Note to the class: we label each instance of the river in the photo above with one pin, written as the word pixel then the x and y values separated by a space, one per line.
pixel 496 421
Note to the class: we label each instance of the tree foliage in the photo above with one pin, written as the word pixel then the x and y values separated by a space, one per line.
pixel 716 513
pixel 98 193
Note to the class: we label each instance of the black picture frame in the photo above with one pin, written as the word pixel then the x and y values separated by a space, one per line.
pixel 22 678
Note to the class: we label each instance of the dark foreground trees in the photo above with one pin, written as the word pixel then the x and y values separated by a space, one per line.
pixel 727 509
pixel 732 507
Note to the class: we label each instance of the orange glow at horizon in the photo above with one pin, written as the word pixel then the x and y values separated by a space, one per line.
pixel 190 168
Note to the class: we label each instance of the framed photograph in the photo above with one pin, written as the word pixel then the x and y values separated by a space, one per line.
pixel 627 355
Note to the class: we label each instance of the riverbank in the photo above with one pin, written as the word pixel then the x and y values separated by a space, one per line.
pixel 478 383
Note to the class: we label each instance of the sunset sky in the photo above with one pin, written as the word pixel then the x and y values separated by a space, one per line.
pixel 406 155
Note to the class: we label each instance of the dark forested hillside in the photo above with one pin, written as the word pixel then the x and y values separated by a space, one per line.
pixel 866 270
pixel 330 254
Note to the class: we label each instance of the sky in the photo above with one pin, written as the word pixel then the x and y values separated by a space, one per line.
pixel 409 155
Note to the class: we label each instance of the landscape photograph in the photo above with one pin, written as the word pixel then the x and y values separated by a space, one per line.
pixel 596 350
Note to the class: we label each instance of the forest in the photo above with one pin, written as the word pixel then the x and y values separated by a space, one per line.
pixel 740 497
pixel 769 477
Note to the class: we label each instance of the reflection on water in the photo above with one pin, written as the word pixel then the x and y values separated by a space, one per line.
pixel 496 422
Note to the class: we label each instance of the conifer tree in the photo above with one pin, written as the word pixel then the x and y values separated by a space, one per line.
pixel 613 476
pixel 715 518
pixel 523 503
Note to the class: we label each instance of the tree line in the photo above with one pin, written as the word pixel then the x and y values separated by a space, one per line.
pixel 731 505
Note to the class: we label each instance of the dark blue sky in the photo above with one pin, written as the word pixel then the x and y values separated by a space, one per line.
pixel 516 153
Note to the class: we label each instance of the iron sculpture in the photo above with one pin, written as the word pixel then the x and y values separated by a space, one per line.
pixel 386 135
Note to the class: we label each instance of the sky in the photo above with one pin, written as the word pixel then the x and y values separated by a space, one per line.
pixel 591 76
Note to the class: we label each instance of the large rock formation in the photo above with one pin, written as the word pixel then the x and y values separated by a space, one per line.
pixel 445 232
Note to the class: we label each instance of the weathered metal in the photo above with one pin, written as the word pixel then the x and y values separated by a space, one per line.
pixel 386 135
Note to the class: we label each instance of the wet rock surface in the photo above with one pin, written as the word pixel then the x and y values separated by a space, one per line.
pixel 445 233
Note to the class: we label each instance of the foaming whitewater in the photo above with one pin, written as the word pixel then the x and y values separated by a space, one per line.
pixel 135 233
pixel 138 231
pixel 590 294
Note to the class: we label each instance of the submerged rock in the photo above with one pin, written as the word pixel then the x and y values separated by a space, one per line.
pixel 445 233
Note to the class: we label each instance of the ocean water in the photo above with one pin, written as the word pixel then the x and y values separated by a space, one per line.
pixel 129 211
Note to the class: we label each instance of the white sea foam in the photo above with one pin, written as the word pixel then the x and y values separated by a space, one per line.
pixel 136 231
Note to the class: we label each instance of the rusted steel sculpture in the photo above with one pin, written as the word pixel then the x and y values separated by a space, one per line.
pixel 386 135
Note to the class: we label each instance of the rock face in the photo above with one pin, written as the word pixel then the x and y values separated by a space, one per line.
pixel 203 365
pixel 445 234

Exercise aim.
Once you have read the entries, write them all out again exactly.

Response to this exercise.
Note to the class: we label each instance of the river in the photo above with one pin, written as the word pixel then the x and y values separated by a space, one per line.
pixel 496 421
Note to the class: we label each instance of the tree foliage in the photo above with one pin, written as the word pixel then the x and y values separated by a space, one per line.
pixel 716 513
pixel 98 193
Note to the class: we label each instance of the black picture frame in the photo above with one pin, written as the word pixel then the x and y values separated by a space, one per line.
pixel 22 678
Note to the class: we label each instance of the dark foreground trees in the photo above with one pin, written as the word pixel then the x and y values separated by a space, one per line.
pixel 727 509
pixel 732 507
Note to the class: we label each instance of the orange glow at horizon in the photo above with one pin, written as the word pixel then the x and y values separated by a space, one per line.
pixel 190 168
Note to the class: we label each instance of the framed photograph in the photo above with one pin, written as the word pixel then the x and y values separated by a space, one per line.
pixel 627 355
Note to the class: we label each instance of the riverbank in the photo above with one pin, written as the word pixel then the x and y values separated by a space, one per line.
pixel 478 383
Note to the class: we label each instance of the sunset sky in the photo above with one pin, written as the word pixel then the x and y values separated by a space, one per line.
pixel 406 155
Note to the class: we label each instance of the dark forested hillside in the photo above with one pin, written as the word pixel then the x and y values separated by a space, one per line.
pixel 866 270
pixel 330 254
Note to the class: we label each instance of the sky in the photo above with one pin, written as the word pixel then the x and y values separated by a space, one per line.
pixel 409 155
Note to the class: we label each instance of the landscape photograph in the photo above with one pin, written as the word pixel then the x and y values separated by a space, one per line.
pixel 596 350
Note to the class: we label each instance of the forest in the photo above with one pin, written as the word pixel then the x and y values separated by a space, one per line.
pixel 740 497
pixel 769 477
Note to the class: we label each instance of the reflection on water in the photo above with one pin, written as the word pixel then the x and y values separated by a space, one per line.
pixel 496 422
Note to the class: we label each instance of the conifer tree in the photo above with one pin, written as the word pixel then the x and y values separated by a space, one per line.
pixel 613 476
pixel 715 518
pixel 523 503
Note to the class: we label each instance of the tree line in the photo above with one pin, written as the word pixel then the x and y values separated by a space, one per line.
pixel 731 505
Note to the class: we label each instance of the dark blue sky in the photo above with one pin, written as the word pixel then the x and y values separated by a space, one per line.
pixel 516 153
Note to the class: we label each instance of the iron sculpture in the photo above with one pin, written as the word pixel then the x and y values separated by a space, one per line.
pixel 386 135
Note to the class: we label each instance of the sky in the photo above with one pin, written as the word pixel then the x and y values separated by a space, one per line.
pixel 591 76
Note to the class: we label each instance of the large rock formation in the photo above with one pin, written as the word pixel then the x and y values separated by a space, one per line.
pixel 445 232
Note to the class: we label each instance of the weathered metal in the photo above with one pin, written as the word pixel then the x and y values separated by a space, one per line.
pixel 386 135
Note to the class: we label each instance of the wet rock surface in the photo above with one pin, written as the word pixel then the x and y values separated by a space, one per line.
pixel 445 233
Note to the class: we label each instance of the foaming whitewater in the photo above with one pin, written as the word pixel then the x and y values separated by a space, one per line.
pixel 135 233
pixel 138 231
pixel 590 294
Note to the class: we label each instance of the submerged rock in the photo above with one pin, written as the word pixel then the x and y values separated by a space, one per line.
pixel 445 233
Note to the class: we label each instance of the ocean water in the photo above with one pin, written as the word pixel then the x and y values separated by a space, one per line.
pixel 129 211
Note to the class: we label each instance of the white sea foam in the photo above with one pin, written as the word pixel then the x and y values separated by a space, one per line.
pixel 136 231
Note to the class: we label each instance of the rusted steel sculpture in the photo above with one pin, written as the word pixel then the x and y values separated by a space, one per line.
pixel 386 135
Note to the class: we label each instance of the rock face in the photo above with one pin, written as the word pixel then the x and y values separated by a space, one per line.
pixel 203 365
pixel 445 234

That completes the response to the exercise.